_What is required_.
Rewrite the entries below with every "wooden" changed to "timber" and all else unchanged. Omit the pictures from your answer.

Raw records
==============================

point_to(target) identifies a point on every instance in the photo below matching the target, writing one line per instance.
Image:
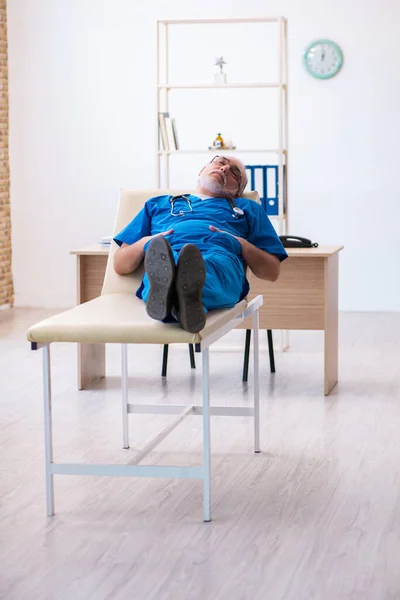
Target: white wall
(82, 103)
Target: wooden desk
(304, 297)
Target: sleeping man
(195, 247)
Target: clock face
(323, 59)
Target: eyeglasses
(236, 173)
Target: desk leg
(91, 364)
(331, 318)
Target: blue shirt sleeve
(262, 233)
(138, 228)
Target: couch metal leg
(48, 434)
(271, 351)
(246, 355)
(206, 435)
(124, 389)
(256, 383)
(192, 359)
(165, 361)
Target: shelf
(208, 86)
(206, 150)
(233, 20)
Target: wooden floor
(315, 516)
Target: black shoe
(159, 265)
(189, 282)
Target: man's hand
(264, 265)
(239, 239)
(129, 256)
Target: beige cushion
(122, 318)
(117, 316)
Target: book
(163, 130)
(170, 133)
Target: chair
(118, 317)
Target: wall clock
(323, 59)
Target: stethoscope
(236, 211)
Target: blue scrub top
(192, 227)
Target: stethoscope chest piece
(237, 212)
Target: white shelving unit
(165, 86)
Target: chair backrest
(131, 202)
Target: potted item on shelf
(220, 77)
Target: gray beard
(211, 185)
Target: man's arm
(128, 258)
(262, 264)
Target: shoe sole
(189, 282)
(160, 268)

==============================

_Task response_.
point_to(target) identifies a point on every instance in the photo below matching the target, writing one line per instance.
Image:
Target: white wall
(82, 103)
Target: timber desk
(304, 297)
Target: sleeping man
(195, 247)
Target: clock face
(323, 59)
Target: eyeglasses
(236, 173)
Target: desk leg
(91, 364)
(331, 318)
Target: blue shirt sleeve
(262, 233)
(138, 228)
Target: couch metal leg
(48, 434)
(271, 351)
(246, 355)
(206, 435)
(124, 389)
(256, 383)
(192, 359)
(165, 361)
Target: shelf
(208, 86)
(206, 150)
(233, 20)
Target: timber floor
(315, 516)
Target: black shoe
(159, 265)
(189, 282)
Target: man's hand
(264, 265)
(239, 239)
(129, 256)
Target: beige cushion
(122, 318)
(117, 316)
Target: book
(163, 130)
(170, 133)
Target: chair
(118, 317)
Target: wall clock
(323, 59)
Target: stethoscope
(236, 211)
Target: blue scrub top
(192, 227)
Target: stethoscope chest piece
(237, 212)
Target: white shelving unit
(165, 86)
Target: chair backrest
(131, 202)
Target: potted item on shelf
(220, 77)
Target: gray beard
(211, 185)
Target: man's arm
(128, 258)
(262, 264)
Target: shoe sole
(189, 282)
(160, 268)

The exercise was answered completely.